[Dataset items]

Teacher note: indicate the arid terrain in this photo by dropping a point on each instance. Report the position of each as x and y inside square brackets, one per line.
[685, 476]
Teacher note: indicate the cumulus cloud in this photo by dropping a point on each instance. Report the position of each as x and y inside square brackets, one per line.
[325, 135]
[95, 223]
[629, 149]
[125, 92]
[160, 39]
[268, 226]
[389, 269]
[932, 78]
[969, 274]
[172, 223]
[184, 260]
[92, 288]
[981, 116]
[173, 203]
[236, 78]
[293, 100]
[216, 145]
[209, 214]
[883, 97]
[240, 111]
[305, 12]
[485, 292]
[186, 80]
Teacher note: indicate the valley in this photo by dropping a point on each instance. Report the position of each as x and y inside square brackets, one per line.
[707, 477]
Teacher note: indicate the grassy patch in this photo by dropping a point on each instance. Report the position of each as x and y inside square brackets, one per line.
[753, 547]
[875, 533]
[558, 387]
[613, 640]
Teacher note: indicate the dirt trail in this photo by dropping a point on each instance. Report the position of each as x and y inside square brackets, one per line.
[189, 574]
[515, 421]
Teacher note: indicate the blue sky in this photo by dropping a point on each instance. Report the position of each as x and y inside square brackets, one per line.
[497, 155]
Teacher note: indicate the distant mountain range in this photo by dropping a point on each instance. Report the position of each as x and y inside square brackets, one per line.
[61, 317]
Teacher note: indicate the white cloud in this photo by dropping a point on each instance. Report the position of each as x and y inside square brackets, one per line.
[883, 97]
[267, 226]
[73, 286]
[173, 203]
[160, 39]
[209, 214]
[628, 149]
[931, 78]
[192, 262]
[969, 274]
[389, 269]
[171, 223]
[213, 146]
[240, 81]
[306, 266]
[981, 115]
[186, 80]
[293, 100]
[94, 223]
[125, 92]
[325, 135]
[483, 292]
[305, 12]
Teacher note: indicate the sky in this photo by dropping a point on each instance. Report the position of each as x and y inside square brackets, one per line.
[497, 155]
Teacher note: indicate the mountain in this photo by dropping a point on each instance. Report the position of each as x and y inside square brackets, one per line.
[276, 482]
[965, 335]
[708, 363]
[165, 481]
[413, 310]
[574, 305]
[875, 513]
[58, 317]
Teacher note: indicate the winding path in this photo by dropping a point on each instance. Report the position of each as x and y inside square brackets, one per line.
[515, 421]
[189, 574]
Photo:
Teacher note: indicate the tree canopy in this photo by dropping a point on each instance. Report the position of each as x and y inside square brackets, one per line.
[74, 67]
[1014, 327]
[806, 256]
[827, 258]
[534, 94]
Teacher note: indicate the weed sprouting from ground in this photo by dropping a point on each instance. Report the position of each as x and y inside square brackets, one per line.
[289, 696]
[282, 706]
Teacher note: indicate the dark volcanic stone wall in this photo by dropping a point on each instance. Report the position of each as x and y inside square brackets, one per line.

What you have to do:
What is needed is the data above, output in full and exactly as it stands.

Response box:
Teacher note: indicate the arid terrain in this photo by dropping a point on each instance. Report the position of each as x and y inside square brackets, one per line.
[685, 476]
Teacher note: indicate the cumulus cloud in this photo by dropping a point on each instance. Report the position of each as x and y inside square brackets, one per line.
[325, 135]
[95, 223]
[629, 149]
[125, 92]
[160, 39]
[268, 226]
[389, 269]
[932, 78]
[969, 274]
[172, 223]
[184, 260]
[92, 288]
[981, 116]
[173, 203]
[236, 78]
[293, 100]
[216, 145]
[209, 214]
[883, 97]
[240, 111]
[305, 12]
[485, 292]
[186, 80]
Teacher note: indicate the valley in this photo by dropping a point on each instance. Report the position of each as x and y inside square brackets, one per line.
[707, 477]
Teacher note: indicate the grassy patch in this photo by dropping a point on each instance. Report the position of each as x and y inside square brackets, one per line.
[753, 547]
[875, 533]
[558, 387]
[613, 640]
Teacher note: indicate the dirt trail in this photo by dropping a point on each instance. Report the position of each as x and y inside square brackets, one per line.
[189, 574]
[515, 421]
Teacher note: indicate the blue sky in this photo by dropping a point on each instance. Report the position of each as x and y inside square brackets, one per line.
[497, 155]
Teacher note: indicate the distant mountain range in this photo by dropping a point on each instance. Report the position of each as x and y inside square brackets, one per line.
[61, 317]
Teacher note: indicate the white cloud in this photo by dropping a point on each instance. Report the position of each as x and y inside square brackets, one per line.
[883, 97]
[267, 226]
[73, 286]
[173, 203]
[160, 39]
[209, 214]
[628, 149]
[931, 78]
[192, 262]
[969, 274]
[389, 269]
[171, 223]
[213, 146]
[240, 81]
[306, 266]
[981, 115]
[186, 80]
[293, 100]
[94, 223]
[125, 92]
[325, 135]
[483, 292]
[305, 12]
Teacher note: indicate the sky in this photo by dropping a point on each instance. Report the position of each as x and y inside square brackets, one per line.
[497, 155]
Teacher note: indicate the mountain in this photo by dropping a point on each instance. Report the position of each as x and y inside square brackets, one per line.
[276, 482]
[965, 335]
[708, 363]
[165, 481]
[413, 310]
[574, 305]
[875, 513]
[58, 317]
Teacher note: indicate the winding path in this photo by dropping a point on each instance. Report the position of each as x and y inside square brackets, one per line.
[515, 421]
[189, 574]
Photo:
Teacher note: indicate the tree canopy in this photo by dropping a point on each instance. Report the position of each as x and y inside square brackets, one per line.
[74, 67]
[1014, 327]
[806, 256]
[827, 258]
[534, 94]
Teacher note: indicate the weed sprouting from ground in this photo by dropping a point on each instance. Report the position of each as x and y inside square brackets, one per line.
[289, 696]
[282, 706]
Teacher note: indicate the dark volcanic stone wall in this photo by dropping a point on each instance. Report the position of each as x and y inside square brackets, one per line.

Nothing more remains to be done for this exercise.